- _EXERCISE TEXT_
= Beginning of Section =

French prosecutors are pursuing legal action against Elon Musk and his social media platform, X, citing serious allegations related to the presence of child sexual abuse images, the distribution of deepfakes, misinformation, and the platform’s artificial intelligence, Grok, allegedly denying crimes against humanity.
On Wednesday, the Paris public prosecutor’s office announced the initiation of an investigation into X, focusing on charges such as complicity in the possession and distribution of child sexual abuse images, illegal personal data collection, failure to ensure data security, and the dissemination of non-consensual content. Additionally, the investigation addresses allegations of Grok’s denial of crimes against humanity.
Neither X nor its parent company, SpaceX, responded to requests for comment on Thursday.
This investigation follows a recent development where Musk and former X CEO Linda Yaccarino were invited for “voluntary interviews” to discuss these allegations. Although they did not attend, French authorities confirmed that the absence would not impede the investigation’s progress.
The summons for Musk came after a search conducted in February at X’s French offices, part of a broader investigation initiated in January 2025 by the Paris prosecutor’s cybercrime unit. Both Musk and Yaccarino were called upon due to their managerial roles during the period under investigation. Notably, Yaccarino held the CEO position from May 2023 to July 2025.
The investigation was prompted by reports from a French lawmaker, raising concerns about potentially biased algorithms on X that might have skewed automated data processing systems. The scope of the inquiry broadened after Grok reportedly produced posts that negated the Holocaust, a criminal act in France, and circulated sexually explicit deepfakes.
It’s looking into alleged “complicity” in possessing and spreading sexual abuse images of minors, sexually explicit deepfakes, denial of crimes against humanity and manipulation of an automated data processing system as part of an organized group, among other charges.

= End of Section =

- _DATA SHOWN_
= Beginning of Section =

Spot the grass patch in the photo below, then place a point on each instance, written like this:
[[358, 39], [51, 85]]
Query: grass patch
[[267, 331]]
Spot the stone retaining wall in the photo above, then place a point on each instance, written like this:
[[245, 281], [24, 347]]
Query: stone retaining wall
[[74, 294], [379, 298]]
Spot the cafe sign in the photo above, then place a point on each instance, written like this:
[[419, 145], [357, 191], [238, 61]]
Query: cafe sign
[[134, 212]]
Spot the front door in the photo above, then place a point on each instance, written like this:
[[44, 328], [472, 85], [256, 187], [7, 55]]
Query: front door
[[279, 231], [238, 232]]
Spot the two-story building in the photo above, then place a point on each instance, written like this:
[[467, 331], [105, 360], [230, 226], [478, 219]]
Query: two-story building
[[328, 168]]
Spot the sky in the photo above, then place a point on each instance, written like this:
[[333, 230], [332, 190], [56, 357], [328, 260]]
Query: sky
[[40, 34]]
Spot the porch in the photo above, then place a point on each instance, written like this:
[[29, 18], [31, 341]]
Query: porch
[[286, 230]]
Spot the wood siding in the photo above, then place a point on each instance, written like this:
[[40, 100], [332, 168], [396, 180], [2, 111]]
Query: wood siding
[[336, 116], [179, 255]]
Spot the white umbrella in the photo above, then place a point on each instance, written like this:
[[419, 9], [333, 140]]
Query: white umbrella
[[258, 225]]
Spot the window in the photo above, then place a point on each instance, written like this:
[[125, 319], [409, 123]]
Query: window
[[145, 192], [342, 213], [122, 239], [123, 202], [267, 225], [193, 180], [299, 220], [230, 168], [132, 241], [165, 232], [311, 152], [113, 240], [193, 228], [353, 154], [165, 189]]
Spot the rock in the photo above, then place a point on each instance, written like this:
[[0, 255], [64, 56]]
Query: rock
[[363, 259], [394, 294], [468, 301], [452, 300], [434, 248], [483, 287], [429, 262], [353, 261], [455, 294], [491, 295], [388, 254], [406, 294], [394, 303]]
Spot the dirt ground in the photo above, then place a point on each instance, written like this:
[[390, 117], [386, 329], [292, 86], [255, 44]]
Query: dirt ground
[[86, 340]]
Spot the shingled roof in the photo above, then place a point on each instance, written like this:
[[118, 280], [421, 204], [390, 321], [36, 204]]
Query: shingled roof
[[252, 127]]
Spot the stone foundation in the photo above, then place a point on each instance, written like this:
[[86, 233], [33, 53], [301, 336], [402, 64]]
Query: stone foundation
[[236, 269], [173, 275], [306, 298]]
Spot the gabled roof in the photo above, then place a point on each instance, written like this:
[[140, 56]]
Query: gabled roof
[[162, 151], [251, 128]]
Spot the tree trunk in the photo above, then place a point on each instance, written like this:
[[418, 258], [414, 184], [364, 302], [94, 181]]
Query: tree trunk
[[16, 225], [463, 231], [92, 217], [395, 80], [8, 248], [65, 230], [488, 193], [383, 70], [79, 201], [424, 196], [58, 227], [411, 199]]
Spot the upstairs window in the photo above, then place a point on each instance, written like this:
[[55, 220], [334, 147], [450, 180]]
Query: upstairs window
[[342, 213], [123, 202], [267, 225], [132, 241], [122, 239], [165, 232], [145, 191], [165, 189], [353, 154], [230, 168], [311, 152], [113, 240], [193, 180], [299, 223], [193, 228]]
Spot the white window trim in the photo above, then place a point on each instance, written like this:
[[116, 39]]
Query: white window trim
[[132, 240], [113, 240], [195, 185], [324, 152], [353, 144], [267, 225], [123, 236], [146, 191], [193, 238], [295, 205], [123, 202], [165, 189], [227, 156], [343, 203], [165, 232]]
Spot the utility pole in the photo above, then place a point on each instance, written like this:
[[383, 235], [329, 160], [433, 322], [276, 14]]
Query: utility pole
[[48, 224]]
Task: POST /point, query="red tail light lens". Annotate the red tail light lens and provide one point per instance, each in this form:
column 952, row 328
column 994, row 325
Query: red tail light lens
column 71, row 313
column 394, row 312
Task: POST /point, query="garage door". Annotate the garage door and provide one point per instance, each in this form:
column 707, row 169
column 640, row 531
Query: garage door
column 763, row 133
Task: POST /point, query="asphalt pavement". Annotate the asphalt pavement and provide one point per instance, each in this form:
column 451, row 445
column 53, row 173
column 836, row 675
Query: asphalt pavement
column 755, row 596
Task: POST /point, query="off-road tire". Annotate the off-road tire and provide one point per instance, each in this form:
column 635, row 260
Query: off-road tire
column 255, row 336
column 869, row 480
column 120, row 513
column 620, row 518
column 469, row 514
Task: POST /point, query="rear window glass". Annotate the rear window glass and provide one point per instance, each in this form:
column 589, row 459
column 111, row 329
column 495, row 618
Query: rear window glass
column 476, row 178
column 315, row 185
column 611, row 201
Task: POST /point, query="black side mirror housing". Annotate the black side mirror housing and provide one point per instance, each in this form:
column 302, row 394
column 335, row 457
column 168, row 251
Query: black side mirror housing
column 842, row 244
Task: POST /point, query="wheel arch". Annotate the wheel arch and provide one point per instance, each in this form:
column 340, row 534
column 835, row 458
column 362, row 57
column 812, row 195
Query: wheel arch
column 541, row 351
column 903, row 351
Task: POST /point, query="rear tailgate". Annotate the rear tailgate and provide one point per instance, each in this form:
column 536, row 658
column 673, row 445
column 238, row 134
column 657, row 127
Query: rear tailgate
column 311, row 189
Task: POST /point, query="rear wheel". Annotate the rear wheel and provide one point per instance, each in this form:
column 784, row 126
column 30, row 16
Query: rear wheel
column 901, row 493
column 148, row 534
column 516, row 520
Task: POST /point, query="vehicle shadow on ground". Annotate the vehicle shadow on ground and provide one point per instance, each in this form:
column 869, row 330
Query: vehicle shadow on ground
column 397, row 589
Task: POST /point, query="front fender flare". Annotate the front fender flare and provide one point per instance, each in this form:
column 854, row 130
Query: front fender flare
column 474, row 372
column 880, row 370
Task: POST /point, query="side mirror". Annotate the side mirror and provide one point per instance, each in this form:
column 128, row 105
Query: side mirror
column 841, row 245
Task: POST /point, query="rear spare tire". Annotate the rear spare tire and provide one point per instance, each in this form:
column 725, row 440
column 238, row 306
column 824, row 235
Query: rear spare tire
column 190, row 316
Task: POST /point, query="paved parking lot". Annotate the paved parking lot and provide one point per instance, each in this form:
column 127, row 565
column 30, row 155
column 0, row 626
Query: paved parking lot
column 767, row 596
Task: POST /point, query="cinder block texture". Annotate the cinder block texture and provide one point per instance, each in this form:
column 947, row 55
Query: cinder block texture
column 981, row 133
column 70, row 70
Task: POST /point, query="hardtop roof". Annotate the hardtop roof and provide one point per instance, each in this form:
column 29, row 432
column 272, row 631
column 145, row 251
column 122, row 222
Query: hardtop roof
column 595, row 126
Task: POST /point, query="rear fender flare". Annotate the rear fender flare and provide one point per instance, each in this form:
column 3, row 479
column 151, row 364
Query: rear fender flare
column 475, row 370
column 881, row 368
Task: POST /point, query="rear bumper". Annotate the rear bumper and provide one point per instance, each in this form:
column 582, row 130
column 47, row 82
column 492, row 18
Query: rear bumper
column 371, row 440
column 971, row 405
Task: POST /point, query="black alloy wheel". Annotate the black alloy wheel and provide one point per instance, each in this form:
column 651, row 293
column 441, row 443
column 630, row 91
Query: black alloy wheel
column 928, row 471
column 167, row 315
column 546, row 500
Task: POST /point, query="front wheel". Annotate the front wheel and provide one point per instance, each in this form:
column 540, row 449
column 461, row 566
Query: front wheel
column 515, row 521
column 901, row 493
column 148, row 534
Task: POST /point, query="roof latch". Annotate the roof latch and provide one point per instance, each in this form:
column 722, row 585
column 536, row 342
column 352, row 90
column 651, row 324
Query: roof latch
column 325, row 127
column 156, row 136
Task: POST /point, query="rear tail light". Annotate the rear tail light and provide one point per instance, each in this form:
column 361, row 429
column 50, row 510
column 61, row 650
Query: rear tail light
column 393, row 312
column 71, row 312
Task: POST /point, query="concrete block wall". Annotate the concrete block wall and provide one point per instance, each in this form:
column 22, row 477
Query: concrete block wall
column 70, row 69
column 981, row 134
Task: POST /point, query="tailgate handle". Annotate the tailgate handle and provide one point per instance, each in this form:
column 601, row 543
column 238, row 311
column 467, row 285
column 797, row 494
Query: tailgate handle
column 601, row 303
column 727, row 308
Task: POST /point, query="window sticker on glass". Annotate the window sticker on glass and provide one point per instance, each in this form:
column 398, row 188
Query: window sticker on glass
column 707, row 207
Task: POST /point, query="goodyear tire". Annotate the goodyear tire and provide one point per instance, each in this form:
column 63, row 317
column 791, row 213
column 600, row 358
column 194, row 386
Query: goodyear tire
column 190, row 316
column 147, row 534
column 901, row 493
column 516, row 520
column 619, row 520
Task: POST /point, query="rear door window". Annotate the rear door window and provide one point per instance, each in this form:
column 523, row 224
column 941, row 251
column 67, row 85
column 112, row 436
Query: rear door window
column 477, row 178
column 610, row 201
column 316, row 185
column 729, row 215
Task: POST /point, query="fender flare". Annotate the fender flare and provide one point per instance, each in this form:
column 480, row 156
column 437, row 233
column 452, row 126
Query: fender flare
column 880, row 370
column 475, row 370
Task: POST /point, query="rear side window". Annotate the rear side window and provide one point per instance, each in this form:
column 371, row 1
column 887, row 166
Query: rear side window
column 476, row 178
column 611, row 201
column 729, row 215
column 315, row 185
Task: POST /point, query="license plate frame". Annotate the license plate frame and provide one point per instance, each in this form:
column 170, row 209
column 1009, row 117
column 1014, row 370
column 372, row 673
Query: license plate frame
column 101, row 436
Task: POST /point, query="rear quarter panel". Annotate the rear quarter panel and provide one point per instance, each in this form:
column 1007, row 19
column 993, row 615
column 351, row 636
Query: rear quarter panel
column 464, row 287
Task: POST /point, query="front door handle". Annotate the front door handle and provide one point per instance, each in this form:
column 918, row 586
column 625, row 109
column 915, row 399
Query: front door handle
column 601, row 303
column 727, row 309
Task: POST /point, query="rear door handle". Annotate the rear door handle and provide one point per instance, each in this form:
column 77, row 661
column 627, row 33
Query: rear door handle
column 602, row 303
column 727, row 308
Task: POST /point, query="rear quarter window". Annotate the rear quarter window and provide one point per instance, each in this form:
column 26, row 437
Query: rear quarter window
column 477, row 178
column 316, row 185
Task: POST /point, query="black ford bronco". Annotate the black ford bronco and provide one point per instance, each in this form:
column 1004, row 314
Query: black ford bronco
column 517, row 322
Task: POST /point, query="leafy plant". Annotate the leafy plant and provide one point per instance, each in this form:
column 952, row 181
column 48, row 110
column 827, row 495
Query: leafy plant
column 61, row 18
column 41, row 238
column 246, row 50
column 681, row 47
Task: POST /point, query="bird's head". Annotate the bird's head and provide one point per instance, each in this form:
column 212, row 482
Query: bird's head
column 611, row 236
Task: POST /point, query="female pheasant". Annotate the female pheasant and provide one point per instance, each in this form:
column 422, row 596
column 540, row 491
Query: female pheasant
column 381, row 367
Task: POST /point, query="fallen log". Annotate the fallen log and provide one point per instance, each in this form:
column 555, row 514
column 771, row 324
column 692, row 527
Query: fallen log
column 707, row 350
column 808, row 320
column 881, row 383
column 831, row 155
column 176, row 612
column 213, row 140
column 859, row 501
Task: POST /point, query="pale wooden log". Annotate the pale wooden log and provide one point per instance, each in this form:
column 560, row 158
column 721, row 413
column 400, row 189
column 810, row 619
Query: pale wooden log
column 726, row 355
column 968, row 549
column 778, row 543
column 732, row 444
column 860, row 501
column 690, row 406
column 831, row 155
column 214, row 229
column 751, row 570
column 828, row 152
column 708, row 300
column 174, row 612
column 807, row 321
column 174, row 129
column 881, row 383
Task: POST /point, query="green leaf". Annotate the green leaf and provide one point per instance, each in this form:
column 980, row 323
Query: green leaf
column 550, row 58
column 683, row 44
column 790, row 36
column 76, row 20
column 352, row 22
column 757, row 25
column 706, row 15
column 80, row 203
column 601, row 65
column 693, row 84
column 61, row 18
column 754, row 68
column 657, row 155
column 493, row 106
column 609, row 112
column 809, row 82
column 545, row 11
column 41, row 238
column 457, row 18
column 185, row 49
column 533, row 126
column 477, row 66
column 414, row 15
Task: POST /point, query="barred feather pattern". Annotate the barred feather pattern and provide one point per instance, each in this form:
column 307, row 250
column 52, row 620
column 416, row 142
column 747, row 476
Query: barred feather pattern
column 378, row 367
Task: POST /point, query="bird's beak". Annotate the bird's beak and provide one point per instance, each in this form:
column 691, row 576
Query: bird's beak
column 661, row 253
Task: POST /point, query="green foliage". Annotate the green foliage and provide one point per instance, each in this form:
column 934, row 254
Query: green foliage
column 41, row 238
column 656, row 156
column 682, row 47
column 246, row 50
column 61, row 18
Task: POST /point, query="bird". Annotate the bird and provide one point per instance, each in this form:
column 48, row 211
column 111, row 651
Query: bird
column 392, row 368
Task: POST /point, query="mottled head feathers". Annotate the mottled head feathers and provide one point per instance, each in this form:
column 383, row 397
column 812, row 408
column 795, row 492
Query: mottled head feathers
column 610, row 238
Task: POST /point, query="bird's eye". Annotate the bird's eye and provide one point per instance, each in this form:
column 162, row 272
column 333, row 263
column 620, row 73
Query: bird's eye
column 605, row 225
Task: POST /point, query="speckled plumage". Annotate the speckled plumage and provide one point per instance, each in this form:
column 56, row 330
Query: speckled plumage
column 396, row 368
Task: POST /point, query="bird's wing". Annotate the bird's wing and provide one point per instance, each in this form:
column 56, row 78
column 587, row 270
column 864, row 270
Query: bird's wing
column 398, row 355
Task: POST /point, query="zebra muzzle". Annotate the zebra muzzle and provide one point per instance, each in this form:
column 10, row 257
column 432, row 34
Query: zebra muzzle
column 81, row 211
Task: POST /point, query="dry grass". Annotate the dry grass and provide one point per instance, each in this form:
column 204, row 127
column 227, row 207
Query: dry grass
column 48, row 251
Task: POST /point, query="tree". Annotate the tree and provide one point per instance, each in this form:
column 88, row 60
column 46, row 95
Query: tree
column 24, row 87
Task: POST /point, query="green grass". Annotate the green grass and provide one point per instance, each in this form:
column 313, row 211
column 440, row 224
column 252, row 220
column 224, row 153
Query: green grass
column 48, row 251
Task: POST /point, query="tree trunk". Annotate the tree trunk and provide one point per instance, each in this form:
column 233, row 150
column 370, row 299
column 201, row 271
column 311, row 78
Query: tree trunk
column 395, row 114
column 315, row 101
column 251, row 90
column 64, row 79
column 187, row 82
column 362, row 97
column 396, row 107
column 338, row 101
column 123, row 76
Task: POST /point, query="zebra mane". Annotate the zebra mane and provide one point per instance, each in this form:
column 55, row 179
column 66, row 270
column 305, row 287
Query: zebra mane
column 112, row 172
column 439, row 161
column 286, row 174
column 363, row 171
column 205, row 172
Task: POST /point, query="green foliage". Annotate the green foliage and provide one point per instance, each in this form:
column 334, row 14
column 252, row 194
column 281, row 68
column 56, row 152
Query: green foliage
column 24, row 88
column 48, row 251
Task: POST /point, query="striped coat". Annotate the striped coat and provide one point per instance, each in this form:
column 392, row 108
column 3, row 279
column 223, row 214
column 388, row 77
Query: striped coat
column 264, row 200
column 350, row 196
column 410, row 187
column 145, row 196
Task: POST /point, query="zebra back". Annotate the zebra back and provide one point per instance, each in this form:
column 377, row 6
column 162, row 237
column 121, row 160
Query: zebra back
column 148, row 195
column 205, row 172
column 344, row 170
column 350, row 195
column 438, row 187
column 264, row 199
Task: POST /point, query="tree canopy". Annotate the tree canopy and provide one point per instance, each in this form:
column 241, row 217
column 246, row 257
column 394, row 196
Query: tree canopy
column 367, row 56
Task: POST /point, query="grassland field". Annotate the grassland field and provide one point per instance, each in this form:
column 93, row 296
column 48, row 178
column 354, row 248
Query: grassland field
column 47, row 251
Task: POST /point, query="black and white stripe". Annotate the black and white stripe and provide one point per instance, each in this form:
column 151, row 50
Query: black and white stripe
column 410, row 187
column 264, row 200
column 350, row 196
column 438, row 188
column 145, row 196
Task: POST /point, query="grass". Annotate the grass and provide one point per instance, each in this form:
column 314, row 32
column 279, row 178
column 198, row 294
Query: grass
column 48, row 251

= End of Section =

In the text about the French investigation into X, during what period did Linda Yaccarino serve as CEO of X?

- _TASK RESULT_
From May 2023 to July 2025.